Material shown:
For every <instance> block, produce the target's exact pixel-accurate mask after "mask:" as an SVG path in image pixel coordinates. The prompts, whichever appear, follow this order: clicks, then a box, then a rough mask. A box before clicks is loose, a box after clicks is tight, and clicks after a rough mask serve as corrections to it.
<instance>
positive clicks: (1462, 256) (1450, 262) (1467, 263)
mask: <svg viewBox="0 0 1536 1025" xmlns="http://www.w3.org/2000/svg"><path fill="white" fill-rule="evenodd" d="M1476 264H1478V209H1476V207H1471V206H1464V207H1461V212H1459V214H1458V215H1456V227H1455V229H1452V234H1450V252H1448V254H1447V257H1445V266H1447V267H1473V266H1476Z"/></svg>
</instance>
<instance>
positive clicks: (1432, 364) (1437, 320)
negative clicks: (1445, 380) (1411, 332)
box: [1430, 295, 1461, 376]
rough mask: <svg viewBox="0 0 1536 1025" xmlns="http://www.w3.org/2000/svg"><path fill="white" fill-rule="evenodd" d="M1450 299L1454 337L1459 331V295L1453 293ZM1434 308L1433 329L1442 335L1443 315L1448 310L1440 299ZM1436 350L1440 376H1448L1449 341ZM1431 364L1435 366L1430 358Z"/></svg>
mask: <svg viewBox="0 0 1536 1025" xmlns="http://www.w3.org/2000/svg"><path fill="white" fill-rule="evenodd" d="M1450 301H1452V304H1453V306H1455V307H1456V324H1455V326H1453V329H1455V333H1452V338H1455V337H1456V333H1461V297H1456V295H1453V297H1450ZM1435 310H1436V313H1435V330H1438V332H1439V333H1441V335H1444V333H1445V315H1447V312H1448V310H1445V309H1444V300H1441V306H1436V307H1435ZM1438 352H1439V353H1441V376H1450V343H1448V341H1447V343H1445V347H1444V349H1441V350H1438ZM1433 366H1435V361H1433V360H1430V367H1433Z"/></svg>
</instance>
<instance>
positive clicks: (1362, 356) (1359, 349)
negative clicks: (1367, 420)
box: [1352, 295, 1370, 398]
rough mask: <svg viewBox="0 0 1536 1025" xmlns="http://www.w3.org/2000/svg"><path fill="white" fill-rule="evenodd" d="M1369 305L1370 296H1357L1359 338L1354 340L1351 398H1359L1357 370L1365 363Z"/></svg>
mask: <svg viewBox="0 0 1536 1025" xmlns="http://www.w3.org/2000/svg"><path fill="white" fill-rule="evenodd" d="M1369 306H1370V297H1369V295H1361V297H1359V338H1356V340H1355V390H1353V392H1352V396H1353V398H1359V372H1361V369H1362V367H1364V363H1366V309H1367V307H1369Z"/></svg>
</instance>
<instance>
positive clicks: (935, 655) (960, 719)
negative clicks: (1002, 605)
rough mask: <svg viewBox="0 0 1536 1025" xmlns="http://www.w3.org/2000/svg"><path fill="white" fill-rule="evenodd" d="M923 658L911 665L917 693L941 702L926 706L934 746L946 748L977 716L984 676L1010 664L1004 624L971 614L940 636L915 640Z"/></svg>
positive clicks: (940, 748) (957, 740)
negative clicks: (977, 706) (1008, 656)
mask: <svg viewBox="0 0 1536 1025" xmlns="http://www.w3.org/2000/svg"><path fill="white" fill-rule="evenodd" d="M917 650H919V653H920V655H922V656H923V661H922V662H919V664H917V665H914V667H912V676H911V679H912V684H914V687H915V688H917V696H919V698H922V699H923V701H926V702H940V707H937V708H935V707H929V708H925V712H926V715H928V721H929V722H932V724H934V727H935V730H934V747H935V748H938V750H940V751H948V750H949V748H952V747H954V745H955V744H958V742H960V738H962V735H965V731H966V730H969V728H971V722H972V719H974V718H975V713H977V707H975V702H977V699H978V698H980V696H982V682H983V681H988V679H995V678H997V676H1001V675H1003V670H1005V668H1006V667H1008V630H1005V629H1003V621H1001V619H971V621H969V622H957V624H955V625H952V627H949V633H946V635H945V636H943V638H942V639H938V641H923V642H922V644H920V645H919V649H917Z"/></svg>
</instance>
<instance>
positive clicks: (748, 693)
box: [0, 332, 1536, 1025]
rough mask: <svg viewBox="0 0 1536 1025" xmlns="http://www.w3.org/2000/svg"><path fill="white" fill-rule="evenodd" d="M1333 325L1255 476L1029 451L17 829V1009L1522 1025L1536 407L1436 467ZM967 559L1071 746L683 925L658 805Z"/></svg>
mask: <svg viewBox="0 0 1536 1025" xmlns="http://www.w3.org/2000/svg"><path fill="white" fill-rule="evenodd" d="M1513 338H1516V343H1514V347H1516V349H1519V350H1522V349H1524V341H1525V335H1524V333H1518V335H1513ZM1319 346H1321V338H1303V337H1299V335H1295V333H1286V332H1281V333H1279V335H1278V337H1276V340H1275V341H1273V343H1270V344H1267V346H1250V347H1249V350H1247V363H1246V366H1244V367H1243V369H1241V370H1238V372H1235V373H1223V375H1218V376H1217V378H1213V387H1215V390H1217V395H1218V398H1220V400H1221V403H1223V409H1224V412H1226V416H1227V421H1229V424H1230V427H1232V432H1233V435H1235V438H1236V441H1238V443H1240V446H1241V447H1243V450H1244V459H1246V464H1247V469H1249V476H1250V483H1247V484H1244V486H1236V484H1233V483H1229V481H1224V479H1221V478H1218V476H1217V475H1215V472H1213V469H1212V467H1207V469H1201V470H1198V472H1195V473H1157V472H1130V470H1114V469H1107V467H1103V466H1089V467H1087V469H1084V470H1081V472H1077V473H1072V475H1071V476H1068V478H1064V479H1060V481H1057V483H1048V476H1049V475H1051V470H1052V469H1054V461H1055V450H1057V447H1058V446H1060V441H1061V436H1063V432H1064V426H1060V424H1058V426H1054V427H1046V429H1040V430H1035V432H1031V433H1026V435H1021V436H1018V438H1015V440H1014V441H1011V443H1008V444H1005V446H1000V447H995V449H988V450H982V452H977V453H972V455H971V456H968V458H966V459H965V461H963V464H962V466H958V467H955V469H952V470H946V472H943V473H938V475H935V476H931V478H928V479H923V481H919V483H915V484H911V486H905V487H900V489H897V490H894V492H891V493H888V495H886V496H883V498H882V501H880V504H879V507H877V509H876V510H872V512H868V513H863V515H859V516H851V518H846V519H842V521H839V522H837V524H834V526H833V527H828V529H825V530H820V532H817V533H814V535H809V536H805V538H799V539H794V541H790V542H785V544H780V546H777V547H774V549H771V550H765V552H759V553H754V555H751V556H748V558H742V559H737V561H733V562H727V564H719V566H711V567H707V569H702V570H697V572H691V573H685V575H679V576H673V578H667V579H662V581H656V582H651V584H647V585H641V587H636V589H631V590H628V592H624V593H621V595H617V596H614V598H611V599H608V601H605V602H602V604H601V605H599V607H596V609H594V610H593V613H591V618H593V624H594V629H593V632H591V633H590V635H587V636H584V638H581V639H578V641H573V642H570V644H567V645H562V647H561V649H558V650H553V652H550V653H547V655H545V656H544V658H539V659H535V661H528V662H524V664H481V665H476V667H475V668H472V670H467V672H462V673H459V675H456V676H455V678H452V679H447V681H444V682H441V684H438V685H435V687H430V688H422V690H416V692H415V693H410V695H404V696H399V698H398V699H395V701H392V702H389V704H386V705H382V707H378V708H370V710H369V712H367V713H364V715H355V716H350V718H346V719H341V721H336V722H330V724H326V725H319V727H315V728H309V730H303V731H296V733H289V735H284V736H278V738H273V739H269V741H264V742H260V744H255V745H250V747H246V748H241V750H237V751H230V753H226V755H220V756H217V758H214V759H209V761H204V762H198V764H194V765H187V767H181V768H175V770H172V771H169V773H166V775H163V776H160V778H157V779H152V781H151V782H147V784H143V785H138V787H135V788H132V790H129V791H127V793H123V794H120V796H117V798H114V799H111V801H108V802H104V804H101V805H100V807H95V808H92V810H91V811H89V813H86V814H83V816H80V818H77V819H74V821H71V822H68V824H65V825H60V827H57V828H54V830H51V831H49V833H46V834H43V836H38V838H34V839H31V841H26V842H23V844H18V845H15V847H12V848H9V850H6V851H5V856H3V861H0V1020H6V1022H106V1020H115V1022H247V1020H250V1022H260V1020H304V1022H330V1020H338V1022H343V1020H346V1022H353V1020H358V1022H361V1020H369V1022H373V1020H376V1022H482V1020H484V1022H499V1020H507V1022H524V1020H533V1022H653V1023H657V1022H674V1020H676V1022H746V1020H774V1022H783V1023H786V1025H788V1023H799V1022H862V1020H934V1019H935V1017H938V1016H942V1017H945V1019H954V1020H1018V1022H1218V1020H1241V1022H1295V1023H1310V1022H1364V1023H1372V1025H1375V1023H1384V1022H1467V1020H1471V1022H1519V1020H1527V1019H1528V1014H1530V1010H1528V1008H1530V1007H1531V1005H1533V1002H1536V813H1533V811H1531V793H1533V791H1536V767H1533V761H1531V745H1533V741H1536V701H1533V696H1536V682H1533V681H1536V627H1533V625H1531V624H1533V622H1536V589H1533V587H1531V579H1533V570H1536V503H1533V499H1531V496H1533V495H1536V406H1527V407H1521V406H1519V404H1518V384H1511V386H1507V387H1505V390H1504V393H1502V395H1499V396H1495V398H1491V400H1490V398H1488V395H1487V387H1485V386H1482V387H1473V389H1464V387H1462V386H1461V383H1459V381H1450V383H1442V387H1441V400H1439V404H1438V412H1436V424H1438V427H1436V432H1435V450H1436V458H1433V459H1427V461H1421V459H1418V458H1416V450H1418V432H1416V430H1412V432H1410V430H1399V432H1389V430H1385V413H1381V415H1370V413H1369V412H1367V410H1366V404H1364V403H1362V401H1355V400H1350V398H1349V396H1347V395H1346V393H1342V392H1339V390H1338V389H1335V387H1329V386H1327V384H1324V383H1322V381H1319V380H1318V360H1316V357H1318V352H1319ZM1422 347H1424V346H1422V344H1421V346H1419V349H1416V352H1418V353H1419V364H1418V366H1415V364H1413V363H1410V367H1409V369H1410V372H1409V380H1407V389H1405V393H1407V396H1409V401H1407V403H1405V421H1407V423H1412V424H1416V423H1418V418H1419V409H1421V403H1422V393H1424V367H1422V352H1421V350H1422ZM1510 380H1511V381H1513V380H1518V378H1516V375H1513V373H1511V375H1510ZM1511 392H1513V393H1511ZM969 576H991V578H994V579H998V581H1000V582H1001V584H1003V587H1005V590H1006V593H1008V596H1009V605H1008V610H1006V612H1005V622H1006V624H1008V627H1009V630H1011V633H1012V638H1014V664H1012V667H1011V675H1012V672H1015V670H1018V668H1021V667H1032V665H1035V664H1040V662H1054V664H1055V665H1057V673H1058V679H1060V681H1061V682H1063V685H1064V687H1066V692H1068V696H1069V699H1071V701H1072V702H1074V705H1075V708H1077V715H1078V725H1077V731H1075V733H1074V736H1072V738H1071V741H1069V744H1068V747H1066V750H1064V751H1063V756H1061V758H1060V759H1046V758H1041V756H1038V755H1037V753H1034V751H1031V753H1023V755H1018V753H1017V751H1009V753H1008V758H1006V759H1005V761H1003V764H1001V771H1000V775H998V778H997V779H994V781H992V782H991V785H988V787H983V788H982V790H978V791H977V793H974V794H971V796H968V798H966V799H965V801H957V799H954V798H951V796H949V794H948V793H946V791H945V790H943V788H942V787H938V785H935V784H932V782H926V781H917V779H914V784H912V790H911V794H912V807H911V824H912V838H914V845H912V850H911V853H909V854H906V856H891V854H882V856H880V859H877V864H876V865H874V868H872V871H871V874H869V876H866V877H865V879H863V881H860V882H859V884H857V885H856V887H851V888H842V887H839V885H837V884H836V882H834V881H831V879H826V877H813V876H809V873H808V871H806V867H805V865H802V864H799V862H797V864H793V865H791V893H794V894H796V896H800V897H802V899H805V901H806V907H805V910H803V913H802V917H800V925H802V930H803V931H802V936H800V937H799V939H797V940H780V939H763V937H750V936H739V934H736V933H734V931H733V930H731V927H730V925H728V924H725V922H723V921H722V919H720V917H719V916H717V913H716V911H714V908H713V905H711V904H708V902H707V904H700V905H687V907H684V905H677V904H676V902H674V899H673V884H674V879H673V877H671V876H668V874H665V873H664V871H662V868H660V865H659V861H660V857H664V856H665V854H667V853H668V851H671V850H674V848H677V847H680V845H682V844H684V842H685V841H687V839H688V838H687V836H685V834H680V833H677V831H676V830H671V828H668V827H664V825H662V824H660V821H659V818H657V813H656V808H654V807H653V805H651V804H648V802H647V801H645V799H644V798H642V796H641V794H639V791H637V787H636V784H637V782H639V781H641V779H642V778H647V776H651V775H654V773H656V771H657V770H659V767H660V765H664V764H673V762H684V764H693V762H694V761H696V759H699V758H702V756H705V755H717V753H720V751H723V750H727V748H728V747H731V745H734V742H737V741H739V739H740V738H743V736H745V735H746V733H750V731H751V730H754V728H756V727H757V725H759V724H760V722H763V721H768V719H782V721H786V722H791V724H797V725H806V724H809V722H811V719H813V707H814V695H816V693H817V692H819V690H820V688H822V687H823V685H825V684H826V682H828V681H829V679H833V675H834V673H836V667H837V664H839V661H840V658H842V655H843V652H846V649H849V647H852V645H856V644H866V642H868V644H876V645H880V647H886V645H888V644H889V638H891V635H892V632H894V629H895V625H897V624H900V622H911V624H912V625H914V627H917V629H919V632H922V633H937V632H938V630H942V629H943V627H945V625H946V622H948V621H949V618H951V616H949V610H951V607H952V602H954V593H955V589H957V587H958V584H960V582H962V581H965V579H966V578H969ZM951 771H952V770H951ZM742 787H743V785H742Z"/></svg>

Exercise requirements: Only the lines above from the line containing "positive clicks: (1362, 356) (1359, 349)" through the line containing "negative clicks: (1002, 605)" should be retyped, exactly and with both ends included.

Expected answer:
positive clicks: (1362, 356) (1359, 349)
negative clicks: (1367, 420)
box: [1352, 295, 1370, 398]
rough mask: <svg viewBox="0 0 1536 1025" xmlns="http://www.w3.org/2000/svg"><path fill="white" fill-rule="evenodd" d="M1369 305L1370 296H1357L1359 338L1354 340L1351 398H1359L1357 370L1365 363Z"/></svg>
mask: <svg viewBox="0 0 1536 1025" xmlns="http://www.w3.org/2000/svg"><path fill="white" fill-rule="evenodd" d="M1369 306H1370V297H1369V295H1361V297H1359V338H1356V340H1355V390H1353V392H1352V396H1353V398H1359V372H1361V369H1362V367H1364V363H1366V309H1367V307H1369Z"/></svg>
</instance>
<instance>
positive clicks: (935, 655) (960, 719)
negative clicks: (1002, 605)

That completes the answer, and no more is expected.